— Begin Supplied material —
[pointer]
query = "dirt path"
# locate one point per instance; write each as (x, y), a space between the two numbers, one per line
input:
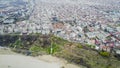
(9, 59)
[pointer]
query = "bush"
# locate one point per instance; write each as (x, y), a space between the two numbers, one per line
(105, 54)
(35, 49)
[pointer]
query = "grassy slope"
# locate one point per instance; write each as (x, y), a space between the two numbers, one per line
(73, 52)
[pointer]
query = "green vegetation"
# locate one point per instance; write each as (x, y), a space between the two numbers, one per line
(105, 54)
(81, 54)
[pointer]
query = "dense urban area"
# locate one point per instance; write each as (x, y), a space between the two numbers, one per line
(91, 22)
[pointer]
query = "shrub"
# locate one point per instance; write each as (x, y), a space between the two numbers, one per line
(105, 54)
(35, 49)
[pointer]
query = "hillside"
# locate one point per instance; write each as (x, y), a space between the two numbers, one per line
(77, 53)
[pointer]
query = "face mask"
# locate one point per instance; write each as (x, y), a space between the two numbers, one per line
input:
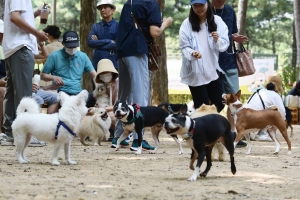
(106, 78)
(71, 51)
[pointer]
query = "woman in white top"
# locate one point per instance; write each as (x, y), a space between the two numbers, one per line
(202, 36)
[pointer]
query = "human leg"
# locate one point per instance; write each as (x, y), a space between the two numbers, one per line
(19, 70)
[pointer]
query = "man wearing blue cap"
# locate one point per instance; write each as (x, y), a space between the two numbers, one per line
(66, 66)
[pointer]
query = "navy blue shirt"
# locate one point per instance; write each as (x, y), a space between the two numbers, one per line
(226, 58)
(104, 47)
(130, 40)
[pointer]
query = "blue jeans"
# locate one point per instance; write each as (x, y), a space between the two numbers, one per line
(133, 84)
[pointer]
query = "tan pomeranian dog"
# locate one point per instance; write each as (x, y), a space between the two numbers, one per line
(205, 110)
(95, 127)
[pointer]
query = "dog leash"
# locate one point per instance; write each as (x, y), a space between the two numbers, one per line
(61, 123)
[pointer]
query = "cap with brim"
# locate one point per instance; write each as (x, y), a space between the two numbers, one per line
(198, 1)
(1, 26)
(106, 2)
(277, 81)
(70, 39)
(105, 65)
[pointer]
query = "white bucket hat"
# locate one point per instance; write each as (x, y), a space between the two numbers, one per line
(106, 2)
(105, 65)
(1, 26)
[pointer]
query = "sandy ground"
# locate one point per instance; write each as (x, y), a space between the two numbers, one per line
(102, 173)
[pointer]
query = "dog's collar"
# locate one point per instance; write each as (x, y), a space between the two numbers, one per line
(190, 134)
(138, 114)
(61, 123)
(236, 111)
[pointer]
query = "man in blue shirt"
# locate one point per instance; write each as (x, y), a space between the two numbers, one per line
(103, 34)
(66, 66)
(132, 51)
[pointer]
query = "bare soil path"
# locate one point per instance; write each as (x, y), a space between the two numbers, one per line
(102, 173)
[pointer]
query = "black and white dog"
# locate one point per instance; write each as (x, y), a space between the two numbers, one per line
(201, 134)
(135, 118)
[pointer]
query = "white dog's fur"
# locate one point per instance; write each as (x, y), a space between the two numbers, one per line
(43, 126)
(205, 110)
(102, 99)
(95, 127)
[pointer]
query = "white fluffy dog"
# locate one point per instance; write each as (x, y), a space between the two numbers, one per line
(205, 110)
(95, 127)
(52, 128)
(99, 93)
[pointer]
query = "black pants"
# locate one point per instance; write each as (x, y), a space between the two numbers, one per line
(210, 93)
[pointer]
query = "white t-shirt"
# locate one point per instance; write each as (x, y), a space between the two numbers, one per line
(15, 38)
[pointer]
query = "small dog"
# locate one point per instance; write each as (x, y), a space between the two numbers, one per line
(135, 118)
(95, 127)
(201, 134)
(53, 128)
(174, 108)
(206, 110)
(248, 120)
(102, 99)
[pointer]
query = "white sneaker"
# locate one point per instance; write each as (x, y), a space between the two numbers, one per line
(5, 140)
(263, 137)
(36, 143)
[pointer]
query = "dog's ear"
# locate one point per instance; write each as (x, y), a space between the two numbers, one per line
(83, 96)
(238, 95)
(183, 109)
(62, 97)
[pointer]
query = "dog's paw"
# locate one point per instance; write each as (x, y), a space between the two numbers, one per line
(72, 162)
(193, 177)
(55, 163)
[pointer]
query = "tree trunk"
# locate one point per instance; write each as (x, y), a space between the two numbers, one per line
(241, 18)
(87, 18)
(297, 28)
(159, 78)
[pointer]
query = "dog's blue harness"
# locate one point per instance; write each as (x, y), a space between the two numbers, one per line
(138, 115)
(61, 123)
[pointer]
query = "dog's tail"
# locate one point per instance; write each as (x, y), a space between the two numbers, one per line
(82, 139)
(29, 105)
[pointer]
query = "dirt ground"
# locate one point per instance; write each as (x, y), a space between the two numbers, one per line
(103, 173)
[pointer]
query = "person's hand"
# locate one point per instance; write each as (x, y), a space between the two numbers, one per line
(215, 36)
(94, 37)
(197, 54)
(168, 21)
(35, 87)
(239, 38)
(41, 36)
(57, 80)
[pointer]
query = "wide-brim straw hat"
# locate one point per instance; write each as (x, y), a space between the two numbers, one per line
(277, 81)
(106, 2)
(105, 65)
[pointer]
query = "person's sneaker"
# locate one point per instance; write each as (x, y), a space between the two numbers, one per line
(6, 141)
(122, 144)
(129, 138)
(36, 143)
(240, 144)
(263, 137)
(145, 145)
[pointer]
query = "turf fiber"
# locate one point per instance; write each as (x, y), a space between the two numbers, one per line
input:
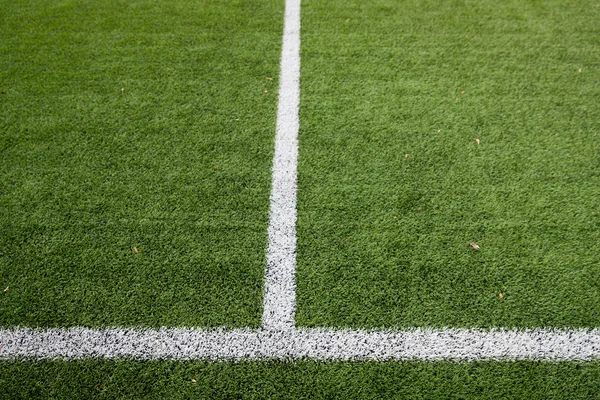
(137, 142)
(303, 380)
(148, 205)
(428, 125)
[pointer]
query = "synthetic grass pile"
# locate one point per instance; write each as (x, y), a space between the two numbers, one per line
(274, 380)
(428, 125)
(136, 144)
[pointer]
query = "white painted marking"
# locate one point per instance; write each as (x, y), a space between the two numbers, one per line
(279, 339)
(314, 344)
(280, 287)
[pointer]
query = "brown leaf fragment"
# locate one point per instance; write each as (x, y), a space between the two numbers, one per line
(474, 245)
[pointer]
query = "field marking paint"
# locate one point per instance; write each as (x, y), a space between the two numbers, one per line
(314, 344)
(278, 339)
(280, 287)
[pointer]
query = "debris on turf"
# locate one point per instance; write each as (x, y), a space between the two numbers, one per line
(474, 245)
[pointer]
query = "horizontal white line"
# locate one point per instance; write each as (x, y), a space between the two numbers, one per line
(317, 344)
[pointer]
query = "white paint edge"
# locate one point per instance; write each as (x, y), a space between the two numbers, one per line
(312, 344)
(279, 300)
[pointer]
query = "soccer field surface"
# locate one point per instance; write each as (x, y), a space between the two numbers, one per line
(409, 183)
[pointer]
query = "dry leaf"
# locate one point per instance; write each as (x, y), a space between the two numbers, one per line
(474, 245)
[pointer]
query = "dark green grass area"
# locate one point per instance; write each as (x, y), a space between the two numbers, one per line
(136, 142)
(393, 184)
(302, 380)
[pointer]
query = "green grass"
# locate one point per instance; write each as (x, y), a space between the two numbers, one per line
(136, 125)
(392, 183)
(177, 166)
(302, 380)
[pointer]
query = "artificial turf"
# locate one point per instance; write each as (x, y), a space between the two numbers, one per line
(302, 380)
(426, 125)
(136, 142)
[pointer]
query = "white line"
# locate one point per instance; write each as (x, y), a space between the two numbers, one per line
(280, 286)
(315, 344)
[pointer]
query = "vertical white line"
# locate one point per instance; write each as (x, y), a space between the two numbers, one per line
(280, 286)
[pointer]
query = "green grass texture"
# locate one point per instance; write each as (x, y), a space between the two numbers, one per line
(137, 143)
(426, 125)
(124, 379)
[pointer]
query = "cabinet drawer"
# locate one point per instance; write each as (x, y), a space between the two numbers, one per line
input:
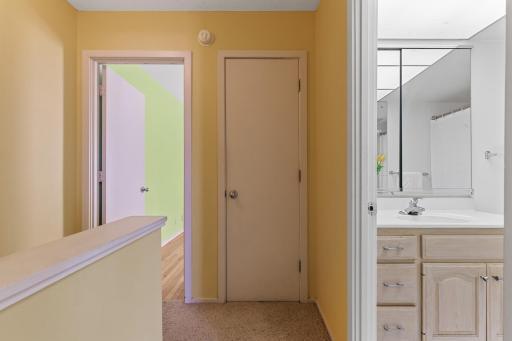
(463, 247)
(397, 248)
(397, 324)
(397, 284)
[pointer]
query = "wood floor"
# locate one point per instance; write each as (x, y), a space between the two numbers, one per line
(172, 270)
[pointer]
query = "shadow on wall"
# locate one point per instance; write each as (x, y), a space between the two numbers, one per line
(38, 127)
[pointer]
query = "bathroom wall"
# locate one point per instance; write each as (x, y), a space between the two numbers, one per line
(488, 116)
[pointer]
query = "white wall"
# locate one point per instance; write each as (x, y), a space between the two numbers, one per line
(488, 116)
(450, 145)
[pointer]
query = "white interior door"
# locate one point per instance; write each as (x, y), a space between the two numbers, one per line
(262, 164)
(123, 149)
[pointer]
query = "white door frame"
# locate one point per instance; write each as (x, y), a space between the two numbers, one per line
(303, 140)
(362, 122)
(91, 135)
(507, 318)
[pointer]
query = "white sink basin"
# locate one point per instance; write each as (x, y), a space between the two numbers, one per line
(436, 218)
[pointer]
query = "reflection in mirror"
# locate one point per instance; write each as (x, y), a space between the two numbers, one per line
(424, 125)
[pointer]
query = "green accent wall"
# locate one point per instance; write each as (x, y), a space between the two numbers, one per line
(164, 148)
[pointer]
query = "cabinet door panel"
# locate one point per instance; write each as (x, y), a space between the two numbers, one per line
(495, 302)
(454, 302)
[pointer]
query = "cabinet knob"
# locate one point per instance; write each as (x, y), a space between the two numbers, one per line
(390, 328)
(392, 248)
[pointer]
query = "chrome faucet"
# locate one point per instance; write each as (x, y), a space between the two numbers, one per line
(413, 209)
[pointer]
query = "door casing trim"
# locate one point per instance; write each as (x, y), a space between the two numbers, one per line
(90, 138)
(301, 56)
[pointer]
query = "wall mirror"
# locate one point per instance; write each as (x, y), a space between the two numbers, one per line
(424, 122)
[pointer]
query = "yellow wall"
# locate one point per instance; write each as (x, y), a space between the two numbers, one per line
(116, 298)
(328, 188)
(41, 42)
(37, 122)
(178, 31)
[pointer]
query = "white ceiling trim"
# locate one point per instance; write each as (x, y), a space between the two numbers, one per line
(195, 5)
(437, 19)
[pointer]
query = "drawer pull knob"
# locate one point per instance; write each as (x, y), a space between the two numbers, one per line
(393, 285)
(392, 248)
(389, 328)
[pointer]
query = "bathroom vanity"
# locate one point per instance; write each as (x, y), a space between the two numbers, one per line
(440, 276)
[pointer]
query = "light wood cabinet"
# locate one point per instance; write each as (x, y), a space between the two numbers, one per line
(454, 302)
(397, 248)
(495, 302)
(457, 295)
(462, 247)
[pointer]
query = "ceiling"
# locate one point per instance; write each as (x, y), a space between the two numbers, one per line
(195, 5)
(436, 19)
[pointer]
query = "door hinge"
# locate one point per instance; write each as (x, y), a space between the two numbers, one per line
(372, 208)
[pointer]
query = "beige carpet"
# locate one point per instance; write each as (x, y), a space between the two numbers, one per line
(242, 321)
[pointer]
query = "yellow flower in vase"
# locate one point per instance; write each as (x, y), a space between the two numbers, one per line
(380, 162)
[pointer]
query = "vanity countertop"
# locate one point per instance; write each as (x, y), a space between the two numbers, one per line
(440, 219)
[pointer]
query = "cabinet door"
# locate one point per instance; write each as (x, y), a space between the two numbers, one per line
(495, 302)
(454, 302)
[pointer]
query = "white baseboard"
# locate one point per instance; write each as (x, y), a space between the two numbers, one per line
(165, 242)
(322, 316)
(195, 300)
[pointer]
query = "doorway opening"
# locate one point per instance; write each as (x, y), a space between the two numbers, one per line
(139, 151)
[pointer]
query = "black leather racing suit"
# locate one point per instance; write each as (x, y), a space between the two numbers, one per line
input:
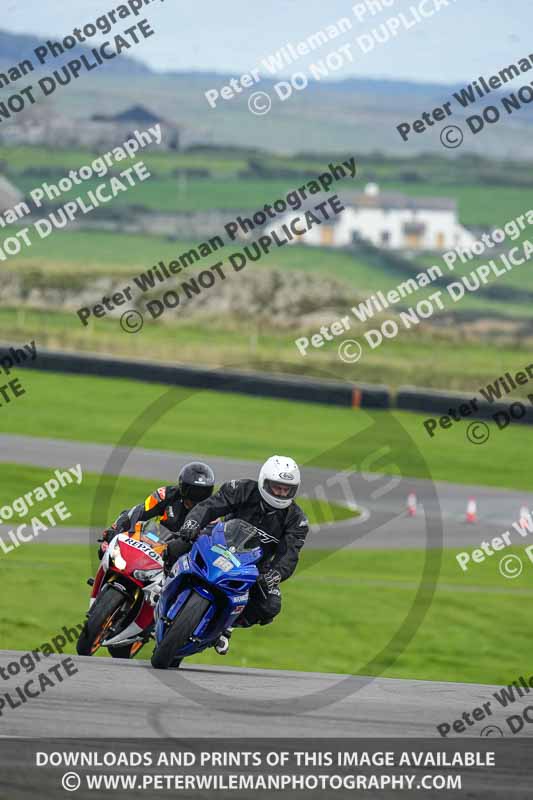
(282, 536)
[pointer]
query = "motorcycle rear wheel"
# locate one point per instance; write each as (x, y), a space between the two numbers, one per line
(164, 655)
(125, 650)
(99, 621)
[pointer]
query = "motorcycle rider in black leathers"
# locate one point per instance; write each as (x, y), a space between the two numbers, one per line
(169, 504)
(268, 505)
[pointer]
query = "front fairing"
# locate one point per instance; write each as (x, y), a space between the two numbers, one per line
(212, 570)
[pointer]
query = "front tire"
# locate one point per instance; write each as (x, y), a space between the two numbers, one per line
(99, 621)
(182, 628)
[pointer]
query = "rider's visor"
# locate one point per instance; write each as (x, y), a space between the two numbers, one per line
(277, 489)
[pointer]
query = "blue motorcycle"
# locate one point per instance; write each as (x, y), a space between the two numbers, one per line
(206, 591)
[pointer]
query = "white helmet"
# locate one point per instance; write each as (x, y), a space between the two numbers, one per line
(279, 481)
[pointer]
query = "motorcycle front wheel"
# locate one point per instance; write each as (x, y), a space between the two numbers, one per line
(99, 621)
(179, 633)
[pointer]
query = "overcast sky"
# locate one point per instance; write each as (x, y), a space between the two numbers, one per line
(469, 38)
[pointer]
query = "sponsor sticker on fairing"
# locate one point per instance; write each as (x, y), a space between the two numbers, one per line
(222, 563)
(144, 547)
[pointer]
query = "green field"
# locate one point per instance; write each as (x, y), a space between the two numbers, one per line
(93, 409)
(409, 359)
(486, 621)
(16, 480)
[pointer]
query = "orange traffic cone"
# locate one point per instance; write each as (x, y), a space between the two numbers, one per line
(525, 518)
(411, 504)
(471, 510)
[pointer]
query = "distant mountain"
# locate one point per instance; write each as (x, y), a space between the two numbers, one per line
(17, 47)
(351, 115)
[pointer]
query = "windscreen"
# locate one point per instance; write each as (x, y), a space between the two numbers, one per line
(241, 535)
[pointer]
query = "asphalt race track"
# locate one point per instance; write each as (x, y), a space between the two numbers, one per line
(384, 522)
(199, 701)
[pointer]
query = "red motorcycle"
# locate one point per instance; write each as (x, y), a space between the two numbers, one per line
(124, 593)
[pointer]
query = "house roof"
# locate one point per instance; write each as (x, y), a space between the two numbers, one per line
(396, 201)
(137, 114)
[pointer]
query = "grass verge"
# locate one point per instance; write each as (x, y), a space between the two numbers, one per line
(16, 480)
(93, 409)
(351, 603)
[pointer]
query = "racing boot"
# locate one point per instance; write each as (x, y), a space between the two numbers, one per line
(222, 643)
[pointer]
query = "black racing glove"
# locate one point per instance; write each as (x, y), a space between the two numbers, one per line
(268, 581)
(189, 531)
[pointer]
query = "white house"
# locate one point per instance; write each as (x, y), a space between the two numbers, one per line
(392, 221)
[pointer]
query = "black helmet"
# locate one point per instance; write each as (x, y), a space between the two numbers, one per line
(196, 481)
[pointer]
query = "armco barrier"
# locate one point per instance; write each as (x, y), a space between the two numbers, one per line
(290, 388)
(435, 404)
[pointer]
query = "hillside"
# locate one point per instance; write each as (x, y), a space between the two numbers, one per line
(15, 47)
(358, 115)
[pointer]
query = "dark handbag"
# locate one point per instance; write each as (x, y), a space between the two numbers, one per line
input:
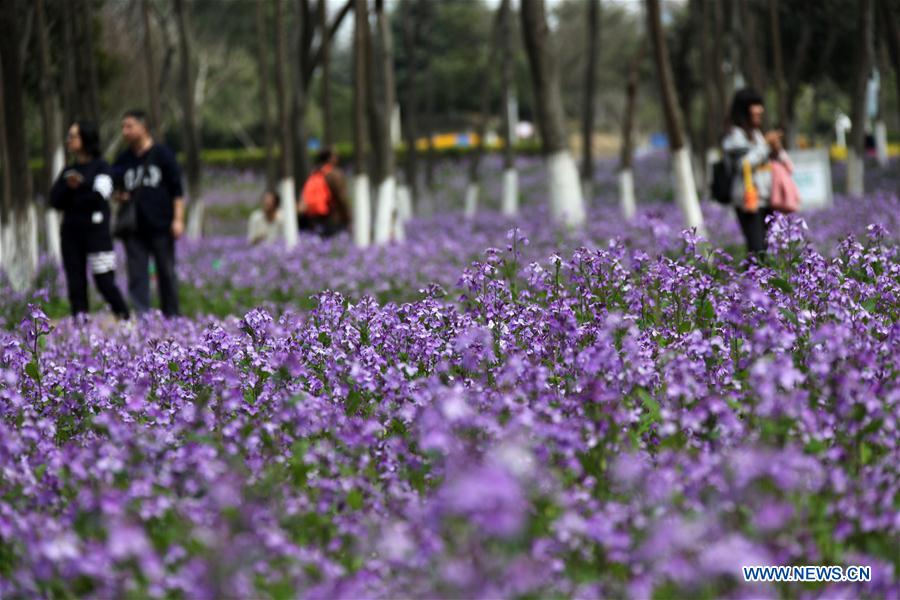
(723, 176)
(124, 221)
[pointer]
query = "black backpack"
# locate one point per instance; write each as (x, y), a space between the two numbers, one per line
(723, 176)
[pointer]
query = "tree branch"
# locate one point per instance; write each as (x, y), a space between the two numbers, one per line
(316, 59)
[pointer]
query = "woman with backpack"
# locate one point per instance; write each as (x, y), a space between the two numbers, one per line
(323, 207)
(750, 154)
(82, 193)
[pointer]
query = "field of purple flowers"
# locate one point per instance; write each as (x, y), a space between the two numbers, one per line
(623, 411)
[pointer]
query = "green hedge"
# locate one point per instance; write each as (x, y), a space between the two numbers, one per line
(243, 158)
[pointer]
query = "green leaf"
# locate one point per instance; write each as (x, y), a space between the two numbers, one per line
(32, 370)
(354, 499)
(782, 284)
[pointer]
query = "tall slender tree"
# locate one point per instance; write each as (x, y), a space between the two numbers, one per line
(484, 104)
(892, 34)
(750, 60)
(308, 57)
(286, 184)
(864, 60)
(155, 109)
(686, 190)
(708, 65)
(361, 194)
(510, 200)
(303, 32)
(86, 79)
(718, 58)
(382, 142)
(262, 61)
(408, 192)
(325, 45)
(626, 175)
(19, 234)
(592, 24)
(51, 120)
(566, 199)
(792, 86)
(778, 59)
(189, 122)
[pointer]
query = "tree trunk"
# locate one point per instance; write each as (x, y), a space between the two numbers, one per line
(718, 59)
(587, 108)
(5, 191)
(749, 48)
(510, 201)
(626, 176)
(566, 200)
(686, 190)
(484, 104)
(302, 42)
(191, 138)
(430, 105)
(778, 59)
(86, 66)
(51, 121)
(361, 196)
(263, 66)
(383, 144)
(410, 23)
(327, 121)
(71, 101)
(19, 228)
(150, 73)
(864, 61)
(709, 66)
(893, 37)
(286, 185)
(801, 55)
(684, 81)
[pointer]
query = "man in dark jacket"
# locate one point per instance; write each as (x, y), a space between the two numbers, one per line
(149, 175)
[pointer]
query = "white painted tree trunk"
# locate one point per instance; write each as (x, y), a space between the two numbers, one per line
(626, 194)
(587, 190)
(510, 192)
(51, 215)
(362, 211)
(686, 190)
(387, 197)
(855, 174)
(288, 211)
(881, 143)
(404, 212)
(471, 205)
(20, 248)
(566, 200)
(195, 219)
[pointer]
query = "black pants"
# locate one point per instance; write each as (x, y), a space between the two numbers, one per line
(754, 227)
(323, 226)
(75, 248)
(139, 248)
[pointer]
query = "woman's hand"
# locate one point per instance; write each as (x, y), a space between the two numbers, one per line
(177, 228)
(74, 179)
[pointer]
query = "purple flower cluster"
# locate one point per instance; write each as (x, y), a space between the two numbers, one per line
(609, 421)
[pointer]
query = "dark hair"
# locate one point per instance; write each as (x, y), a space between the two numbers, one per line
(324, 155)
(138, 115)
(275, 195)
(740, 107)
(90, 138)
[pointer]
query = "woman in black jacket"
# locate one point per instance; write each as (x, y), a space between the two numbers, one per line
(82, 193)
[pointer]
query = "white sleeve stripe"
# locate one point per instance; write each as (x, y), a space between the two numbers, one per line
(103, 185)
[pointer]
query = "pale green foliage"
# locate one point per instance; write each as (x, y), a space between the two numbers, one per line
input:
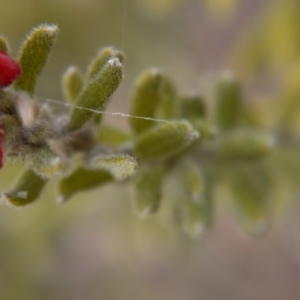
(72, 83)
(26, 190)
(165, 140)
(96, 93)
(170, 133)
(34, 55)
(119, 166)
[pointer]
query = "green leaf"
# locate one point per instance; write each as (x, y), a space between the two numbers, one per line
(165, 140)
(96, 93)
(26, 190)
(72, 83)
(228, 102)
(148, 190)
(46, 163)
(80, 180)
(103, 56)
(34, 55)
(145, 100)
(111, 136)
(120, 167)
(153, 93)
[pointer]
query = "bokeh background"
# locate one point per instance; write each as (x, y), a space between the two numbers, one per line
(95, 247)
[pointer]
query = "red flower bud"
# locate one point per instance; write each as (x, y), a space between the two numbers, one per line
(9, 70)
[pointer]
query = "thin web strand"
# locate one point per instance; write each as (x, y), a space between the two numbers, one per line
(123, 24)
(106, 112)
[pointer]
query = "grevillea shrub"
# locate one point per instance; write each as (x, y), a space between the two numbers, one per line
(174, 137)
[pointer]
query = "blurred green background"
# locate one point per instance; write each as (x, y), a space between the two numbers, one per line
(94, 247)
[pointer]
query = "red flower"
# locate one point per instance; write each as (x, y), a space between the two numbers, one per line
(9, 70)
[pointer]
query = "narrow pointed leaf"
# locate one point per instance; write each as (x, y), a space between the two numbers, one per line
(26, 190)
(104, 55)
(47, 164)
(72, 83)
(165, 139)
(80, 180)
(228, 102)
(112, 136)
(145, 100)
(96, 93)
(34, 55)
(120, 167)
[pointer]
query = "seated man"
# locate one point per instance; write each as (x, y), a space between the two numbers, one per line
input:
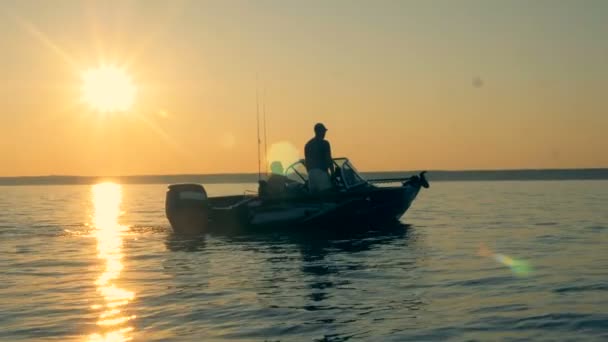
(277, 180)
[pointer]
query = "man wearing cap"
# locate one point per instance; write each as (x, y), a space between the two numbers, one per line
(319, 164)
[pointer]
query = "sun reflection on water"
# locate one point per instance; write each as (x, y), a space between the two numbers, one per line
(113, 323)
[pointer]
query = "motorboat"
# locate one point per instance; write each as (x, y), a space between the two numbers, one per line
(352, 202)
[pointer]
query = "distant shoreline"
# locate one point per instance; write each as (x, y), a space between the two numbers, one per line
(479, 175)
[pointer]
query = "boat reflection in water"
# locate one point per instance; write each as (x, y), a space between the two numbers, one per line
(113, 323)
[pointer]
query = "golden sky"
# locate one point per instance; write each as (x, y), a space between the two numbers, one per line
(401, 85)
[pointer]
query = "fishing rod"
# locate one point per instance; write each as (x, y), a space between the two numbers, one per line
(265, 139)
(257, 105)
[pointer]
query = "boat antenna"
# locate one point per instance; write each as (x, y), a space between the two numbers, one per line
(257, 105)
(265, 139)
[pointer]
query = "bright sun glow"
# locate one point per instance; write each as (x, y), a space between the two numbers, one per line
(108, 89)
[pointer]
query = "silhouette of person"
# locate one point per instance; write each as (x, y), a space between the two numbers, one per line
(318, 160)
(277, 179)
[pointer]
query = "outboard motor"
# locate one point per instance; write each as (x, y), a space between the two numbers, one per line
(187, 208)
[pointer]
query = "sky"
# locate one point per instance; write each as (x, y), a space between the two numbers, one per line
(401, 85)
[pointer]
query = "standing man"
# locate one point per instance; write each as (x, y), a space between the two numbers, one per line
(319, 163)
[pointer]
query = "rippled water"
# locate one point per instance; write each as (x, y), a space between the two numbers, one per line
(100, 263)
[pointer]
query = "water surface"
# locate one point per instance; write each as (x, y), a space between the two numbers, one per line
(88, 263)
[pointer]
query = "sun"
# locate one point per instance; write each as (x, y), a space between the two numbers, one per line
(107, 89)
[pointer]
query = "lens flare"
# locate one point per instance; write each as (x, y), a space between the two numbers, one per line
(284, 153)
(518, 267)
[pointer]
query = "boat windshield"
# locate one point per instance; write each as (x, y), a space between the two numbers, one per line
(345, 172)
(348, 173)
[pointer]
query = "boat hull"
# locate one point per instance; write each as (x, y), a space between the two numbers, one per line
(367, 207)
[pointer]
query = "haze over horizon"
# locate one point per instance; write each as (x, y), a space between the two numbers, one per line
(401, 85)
— End Supplied material —
**Exercise instructions:** Count the lines of the listing above that contain the string "sneaker", and give only that number.

**Output of the task:** 2